======== Page text

After three years as festival director for Word on the Street Toronto, Nicola Dufficy has moved into the role of WOTS’s national director. As part of her new position, which she started in February, Dufficy now oversees festivals in Halifax, Toronto, Kitchener, Saskatoon, and Lethbridge. This year’s event takes place Sept. 22.

Dufficy was a poet and high school teacher in her native Australia, but made the transition to community-arts administration in 2009 when she was hired as children’s events coordinator at Toronto’s McNally Robinson Booksellers.

How has your role changed at WOTS? I’m now responsible for helping coordinate five WOTS festivals at the national level. I’m not involved in their day-to-day operations, but I’m responsible for making sure that the festivals are compliant with the mandate of WOTS, organizing national partnerships, and creating that sense of cohesion between the festival cities.

Do you have a sense of how WOTS is integrated into publishers’ marketing plans? It’s an important date on the publishers’ calendars because it’s their opportunity to come face to face with the community who are going to be buying their books. For smaller publishers, it’s a no brainer: that sense of brand becomes really important. I noticed in the last few years that some of the larger publishers at WOTS Toronto have begun to change their publication dates to coincide with the festival. That shift indicates that we have an impact on the sales and promotion of fall books.

How do each of the cities handle programming? We all have the same goal to promote Canadian books, but each festival is given the freedom to program in a way that reflects the city’s unique flavour. In Halifax, for instance, their festival is right on the waterfront, and they have readings for children on Theodore Tugboat. Canada is diverse, so you want to offer something that fits the particular community.

Will WOTS expand to other cities? It’s definitely one of our goals. We are talking with different communities to see what we can make happen. We need to make sure that, in adding new festivals, we’re creating a stronger organization rather than taking away from the other festivals.

Are there specific challenges you hope to address within WOTS? One of the main challenges is funding “ to make sure we’re able to offer an event that is free and accessible. We offer more programming in one day than many of the multi-day ticketed events. We do pay our authors professional speaking rates according to the Canada Council for the Arts, because even though we’re a non-profit organization, we don’t want to sit back and ask people to do us favours. Part of our role is respecting the artistry of authors, and making sure we’re treating them as professionals.

================
======== Extracted entries

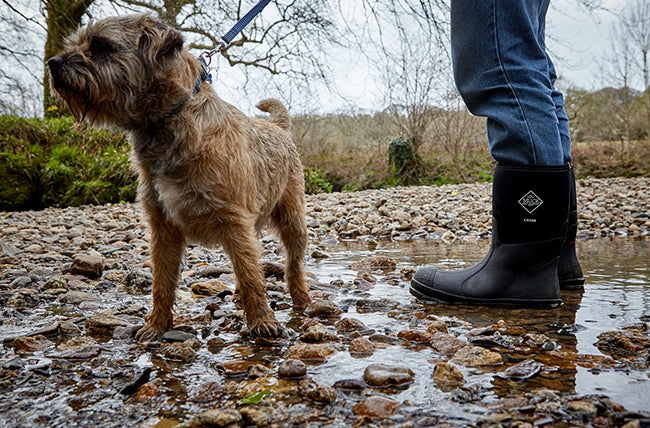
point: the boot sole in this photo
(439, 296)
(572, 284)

================
======== Extracted entries

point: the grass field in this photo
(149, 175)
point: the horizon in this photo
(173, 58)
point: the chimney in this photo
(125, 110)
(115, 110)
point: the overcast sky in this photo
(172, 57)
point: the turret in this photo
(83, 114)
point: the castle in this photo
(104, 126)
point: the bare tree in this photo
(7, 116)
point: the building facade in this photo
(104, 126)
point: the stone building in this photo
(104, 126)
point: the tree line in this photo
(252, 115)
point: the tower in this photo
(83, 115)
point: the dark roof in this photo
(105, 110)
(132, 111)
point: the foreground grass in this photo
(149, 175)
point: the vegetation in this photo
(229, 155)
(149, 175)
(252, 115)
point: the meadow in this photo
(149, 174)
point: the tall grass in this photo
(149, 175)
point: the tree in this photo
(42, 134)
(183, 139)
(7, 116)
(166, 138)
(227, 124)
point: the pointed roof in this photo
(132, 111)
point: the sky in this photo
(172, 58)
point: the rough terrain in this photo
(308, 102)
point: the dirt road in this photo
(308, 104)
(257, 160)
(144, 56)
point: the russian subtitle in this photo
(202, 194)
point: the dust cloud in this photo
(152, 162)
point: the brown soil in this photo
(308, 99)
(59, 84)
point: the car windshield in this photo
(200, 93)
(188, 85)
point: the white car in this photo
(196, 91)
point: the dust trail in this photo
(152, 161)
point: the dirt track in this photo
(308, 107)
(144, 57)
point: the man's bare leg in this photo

================
======== Extracted entries

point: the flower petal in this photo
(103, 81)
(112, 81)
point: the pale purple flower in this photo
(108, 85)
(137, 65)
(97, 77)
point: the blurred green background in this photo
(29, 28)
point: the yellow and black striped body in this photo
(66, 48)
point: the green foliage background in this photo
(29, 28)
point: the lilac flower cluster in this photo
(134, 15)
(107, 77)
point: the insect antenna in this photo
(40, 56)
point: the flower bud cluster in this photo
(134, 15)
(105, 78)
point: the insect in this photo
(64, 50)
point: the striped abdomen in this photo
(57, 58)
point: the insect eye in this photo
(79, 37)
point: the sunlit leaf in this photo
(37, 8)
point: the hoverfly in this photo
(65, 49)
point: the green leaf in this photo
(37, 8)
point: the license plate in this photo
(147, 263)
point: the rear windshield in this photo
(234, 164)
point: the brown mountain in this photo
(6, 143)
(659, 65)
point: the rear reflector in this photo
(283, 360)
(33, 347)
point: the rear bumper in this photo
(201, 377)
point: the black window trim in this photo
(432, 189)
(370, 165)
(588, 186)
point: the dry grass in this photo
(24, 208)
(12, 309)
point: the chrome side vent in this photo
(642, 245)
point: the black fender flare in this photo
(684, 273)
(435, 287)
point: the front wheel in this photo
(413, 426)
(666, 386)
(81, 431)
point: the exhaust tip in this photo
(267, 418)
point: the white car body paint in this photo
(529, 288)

================

Instructions to follow: Reproduce word for word the stretch of the Word on the Street interview from "After three years" through "McNally Robinson Booksellers.".

Exercise answer:
After three years as festival director for Word on the Street Toronto, Nicola Dufficy has moved into the role of WOTS’s national director. As part of her new position, which she started in February, Dufficy now oversees festivals in Halifax, Toronto, Kitchener, Saskatoon, and Lethbridge. This year’s event takes place Sept. 22.

Dufficy was a poet and high school teacher in her native Australia, but made the transition to community-arts administration in 2009 when she was hired as children’s events coordinator at Toronto’s McNally Robinson Booksellers.